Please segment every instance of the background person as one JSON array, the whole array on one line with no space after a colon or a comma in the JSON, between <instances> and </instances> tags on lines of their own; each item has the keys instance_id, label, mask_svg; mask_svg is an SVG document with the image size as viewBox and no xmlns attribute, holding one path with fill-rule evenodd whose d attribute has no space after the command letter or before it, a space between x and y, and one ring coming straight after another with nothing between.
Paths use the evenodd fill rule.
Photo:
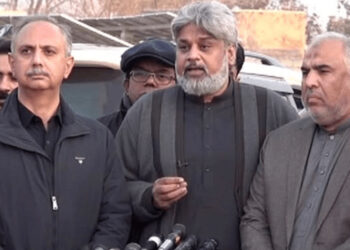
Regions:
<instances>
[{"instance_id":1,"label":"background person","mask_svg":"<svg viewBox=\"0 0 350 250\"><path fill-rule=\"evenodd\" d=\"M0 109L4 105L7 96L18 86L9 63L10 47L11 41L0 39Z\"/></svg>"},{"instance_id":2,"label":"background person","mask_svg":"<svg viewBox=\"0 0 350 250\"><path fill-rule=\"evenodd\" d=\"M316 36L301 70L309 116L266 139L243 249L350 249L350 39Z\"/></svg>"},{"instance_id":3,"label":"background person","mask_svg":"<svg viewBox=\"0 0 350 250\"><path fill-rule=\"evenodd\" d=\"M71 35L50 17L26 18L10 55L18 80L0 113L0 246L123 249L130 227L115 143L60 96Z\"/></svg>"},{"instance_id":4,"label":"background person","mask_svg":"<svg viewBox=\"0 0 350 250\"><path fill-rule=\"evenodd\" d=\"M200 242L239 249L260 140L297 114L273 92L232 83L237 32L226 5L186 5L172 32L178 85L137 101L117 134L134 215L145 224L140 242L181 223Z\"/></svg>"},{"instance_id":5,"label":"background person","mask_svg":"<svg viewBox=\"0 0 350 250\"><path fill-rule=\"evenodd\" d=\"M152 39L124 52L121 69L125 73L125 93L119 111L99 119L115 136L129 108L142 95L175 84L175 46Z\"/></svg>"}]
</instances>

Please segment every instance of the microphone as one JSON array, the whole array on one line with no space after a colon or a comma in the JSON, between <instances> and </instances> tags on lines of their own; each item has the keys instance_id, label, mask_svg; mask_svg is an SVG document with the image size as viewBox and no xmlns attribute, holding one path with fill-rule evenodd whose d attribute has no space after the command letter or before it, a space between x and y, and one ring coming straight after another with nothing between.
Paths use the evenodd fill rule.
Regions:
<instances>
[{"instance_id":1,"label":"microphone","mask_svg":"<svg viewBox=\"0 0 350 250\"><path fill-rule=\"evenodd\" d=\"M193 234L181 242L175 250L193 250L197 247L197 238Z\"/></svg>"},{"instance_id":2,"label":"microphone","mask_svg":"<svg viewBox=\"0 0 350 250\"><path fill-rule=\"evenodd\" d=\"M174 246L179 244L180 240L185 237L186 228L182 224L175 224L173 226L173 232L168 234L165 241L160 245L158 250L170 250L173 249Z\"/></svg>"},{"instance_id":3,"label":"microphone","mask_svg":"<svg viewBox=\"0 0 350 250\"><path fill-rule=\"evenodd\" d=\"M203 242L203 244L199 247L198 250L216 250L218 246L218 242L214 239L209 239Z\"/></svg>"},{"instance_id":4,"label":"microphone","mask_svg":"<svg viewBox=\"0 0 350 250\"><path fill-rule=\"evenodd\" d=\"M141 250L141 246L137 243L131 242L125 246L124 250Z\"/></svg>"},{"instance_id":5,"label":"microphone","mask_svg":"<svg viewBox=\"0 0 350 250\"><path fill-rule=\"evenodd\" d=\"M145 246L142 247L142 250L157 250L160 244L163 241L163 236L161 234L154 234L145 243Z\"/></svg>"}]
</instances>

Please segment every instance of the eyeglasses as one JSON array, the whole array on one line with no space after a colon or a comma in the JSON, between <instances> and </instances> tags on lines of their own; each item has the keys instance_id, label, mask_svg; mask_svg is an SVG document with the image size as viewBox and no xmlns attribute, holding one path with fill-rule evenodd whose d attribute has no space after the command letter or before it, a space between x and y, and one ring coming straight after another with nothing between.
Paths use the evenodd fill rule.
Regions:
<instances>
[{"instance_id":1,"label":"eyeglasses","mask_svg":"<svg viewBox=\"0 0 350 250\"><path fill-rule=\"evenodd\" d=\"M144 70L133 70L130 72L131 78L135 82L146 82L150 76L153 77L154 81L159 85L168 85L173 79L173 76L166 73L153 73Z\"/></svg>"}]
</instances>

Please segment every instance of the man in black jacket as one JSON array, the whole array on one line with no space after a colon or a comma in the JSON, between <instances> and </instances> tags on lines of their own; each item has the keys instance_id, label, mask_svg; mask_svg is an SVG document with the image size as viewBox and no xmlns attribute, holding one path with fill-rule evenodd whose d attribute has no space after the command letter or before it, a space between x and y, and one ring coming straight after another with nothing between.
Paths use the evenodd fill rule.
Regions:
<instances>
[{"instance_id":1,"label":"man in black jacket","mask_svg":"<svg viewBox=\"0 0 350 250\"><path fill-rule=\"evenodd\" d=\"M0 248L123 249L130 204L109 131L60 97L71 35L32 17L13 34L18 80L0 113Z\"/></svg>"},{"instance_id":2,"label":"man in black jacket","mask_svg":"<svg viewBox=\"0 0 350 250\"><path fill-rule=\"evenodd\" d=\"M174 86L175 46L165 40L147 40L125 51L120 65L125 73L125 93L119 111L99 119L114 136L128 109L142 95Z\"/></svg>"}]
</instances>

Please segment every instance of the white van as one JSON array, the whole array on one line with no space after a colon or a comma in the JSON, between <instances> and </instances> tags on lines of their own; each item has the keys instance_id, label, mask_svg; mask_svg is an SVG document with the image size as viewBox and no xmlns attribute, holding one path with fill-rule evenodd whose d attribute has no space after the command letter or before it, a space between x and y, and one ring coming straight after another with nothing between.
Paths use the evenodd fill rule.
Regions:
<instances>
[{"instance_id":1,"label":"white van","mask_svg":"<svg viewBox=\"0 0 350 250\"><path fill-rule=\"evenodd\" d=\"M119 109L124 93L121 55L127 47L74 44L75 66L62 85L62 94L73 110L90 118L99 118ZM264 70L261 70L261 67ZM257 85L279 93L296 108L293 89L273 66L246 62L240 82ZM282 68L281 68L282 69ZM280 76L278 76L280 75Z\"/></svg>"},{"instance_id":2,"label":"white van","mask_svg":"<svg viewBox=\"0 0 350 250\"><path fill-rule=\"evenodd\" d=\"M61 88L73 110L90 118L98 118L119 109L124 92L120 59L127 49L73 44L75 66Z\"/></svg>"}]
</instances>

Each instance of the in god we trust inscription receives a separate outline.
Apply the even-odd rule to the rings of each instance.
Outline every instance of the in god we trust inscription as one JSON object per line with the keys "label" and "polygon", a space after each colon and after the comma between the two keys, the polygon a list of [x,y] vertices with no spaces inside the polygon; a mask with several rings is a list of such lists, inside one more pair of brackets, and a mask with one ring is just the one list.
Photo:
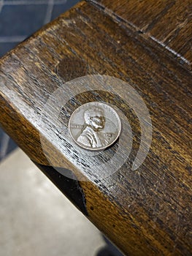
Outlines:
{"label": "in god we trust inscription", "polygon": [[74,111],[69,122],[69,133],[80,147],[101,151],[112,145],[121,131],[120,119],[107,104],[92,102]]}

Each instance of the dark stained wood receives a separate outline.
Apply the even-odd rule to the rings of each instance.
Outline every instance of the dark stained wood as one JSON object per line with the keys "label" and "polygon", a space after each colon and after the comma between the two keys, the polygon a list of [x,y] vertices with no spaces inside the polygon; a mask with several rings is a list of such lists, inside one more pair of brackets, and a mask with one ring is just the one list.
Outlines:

---------------

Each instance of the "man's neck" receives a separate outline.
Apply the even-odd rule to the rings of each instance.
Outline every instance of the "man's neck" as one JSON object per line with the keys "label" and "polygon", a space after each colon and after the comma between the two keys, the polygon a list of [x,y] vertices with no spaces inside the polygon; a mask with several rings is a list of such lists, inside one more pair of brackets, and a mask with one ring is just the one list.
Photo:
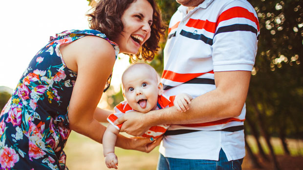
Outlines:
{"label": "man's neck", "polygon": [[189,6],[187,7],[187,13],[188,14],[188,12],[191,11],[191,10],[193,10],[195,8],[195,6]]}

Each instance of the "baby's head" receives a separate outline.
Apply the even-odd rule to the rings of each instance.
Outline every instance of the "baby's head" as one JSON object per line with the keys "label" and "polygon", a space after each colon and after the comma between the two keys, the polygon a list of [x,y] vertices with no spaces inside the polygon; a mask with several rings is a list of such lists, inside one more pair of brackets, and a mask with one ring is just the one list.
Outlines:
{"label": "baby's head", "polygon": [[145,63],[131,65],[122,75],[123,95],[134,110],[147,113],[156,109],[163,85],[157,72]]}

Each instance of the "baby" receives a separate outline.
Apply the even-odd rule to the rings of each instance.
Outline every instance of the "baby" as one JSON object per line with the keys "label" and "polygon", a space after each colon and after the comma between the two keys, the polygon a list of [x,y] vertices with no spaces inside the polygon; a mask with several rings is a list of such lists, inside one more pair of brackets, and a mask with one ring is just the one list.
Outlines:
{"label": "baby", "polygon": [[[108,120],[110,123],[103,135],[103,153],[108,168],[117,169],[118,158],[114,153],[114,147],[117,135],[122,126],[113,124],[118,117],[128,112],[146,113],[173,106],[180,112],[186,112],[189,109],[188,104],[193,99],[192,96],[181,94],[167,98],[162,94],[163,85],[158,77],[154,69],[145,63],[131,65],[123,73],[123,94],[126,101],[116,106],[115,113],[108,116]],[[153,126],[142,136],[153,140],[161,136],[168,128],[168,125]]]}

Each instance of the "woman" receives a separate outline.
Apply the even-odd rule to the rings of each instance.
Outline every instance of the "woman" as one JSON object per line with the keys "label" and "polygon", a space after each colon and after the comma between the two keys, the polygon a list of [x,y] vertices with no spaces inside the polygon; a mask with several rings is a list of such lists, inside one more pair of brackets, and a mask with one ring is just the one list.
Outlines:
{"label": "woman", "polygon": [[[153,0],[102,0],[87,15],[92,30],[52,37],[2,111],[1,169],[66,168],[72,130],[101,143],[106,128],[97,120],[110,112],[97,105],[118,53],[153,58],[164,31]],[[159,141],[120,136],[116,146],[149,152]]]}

---------------

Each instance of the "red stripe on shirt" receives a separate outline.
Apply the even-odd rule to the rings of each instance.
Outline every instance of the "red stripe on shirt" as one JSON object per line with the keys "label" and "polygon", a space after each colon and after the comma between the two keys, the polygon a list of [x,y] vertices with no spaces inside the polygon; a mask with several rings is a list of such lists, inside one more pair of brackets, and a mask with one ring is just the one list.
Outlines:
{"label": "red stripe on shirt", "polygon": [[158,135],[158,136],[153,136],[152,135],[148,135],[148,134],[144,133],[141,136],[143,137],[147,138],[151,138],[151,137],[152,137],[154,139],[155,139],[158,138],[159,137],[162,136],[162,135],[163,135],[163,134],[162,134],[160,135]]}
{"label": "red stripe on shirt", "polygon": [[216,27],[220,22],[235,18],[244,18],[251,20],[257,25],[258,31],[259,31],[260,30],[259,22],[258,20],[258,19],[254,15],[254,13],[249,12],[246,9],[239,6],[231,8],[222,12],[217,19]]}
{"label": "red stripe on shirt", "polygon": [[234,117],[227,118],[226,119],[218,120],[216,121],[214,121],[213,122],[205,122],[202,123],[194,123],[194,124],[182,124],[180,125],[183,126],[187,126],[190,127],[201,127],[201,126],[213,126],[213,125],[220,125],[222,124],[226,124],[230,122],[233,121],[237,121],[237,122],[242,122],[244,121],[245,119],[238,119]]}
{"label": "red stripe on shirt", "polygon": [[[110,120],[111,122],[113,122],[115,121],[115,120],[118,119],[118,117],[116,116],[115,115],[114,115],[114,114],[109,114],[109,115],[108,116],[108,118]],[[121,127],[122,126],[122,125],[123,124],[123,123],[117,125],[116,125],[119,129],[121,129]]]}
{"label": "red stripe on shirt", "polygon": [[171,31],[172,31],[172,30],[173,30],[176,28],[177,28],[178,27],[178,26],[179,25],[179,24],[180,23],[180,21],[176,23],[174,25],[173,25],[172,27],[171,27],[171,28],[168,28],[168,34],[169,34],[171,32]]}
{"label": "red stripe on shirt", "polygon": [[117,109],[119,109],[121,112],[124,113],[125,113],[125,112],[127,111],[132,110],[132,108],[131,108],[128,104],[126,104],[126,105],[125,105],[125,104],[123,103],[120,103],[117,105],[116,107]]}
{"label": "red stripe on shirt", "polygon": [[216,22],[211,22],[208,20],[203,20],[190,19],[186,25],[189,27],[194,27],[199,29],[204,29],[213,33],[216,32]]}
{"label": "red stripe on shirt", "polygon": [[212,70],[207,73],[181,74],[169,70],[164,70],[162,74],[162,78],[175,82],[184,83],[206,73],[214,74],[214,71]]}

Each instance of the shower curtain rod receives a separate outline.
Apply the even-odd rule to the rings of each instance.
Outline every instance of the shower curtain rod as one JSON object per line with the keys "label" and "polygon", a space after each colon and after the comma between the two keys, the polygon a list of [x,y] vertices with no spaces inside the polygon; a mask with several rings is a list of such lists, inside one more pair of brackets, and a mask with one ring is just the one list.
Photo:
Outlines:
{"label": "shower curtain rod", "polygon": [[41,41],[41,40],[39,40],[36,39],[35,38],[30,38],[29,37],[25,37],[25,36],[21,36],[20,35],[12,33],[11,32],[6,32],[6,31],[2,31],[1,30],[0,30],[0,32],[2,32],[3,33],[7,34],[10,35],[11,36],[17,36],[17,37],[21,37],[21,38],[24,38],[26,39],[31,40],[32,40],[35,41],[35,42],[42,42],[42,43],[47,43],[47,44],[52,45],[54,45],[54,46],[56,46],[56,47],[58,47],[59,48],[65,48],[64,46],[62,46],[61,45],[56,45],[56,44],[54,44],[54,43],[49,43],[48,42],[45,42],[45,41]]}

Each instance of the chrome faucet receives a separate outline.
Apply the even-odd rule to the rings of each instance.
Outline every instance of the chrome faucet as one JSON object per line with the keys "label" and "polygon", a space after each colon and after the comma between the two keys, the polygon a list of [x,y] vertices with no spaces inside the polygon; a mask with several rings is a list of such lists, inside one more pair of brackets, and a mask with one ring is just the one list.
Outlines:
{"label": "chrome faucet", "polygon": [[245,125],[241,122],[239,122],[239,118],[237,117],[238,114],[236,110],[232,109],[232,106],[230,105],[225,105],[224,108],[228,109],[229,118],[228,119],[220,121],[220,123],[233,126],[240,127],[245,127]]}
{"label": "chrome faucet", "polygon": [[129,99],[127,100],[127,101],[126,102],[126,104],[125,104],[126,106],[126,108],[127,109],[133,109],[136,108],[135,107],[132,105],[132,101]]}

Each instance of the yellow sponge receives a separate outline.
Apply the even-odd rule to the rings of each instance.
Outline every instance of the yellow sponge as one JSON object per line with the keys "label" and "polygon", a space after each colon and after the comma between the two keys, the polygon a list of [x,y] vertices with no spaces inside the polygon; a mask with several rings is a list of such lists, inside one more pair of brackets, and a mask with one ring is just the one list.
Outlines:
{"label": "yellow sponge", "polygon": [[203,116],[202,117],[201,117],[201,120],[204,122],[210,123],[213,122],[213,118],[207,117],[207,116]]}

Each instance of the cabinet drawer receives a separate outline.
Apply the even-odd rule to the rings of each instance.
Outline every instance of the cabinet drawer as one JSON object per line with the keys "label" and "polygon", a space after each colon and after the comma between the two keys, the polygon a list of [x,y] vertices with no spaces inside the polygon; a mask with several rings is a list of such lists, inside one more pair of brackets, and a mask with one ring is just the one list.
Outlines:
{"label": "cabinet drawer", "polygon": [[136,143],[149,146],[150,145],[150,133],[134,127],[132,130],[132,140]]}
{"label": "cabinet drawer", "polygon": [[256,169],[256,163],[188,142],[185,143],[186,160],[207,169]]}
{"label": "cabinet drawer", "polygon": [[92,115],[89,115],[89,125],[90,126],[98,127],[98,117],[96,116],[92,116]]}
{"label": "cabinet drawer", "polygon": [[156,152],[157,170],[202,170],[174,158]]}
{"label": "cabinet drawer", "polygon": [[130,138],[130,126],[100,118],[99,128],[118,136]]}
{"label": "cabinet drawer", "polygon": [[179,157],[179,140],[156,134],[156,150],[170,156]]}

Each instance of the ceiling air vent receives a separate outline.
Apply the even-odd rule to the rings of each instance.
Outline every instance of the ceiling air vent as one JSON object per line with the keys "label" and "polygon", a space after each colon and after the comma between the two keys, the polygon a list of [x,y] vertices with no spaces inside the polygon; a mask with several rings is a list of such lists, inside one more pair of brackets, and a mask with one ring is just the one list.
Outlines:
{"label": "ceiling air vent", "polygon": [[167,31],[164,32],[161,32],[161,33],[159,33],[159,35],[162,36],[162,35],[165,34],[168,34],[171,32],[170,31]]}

---------------

Extract every line of the entries above that contains the word "jacket", and reproduce each such line in full.

→ The answer:
Please segment every instance of the man in black jacket as one JSON array, the whole array on one line with no space after a colon or a comma in the JSON, between <instances> and </instances> tags on lines of their own; each item has the keys instance_id, label, mask_svg; mask_svg is an SVG document with the image size as viewBox and no xmlns attribute, holding one path with fill-rule evenodd whose d attribute has no space after the command letter or before it, a space between x and y, and one ring coming straight after another with nothing between.
[{"instance_id":1,"label":"man in black jacket","mask_svg":"<svg viewBox=\"0 0 350 250\"><path fill-rule=\"evenodd\" d=\"M0 248L123 249L130 204L109 131L60 97L71 35L32 17L13 34L18 80L0 113Z\"/></svg>"},{"instance_id":2,"label":"man in black jacket","mask_svg":"<svg viewBox=\"0 0 350 250\"><path fill-rule=\"evenodd\" d=\"M174 86L175 46L165 40L147 40L125 51L120 65L125 73L125 93L119 111L99 119L114 136L128 109L142 95Z\"/></svg>"}]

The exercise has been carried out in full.